*EXERCISE AIM:*
Rewrite the listing below with every "checkbox" changed to "radio button" and nothing else altered. Leave the pictures out of your version.

-=-=-

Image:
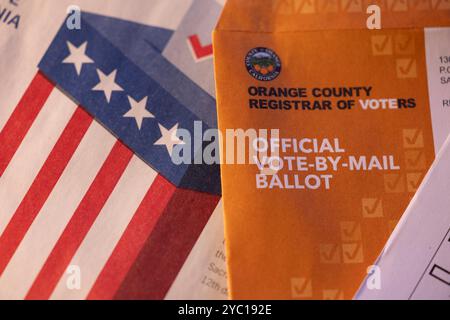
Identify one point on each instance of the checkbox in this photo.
(405, 44)
(413, 181)
(381, 45)
(352, 5)
(415, 160)
(441, 4)
(330, 254)
(350, 231)
(394, 183)
(406, 68)
(353, 253)
(413, 139)
(372, 208)
(333, 294)
(301, 288)
(398, 5)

-=-=-

*TASK RESULT:*
Image:
Identify one point on each instance of the radio button in this photo.
(405, 44)
(413, 181)
(381, 45)
(352, 5)
(415, 160)
(441, 4)
(330, 254)
(350, 231)
(394, 183)
(406, 68)
(353, 253)
(413, 139)
(372, 208)
(333, 294)
(301, 288)
(398, 5)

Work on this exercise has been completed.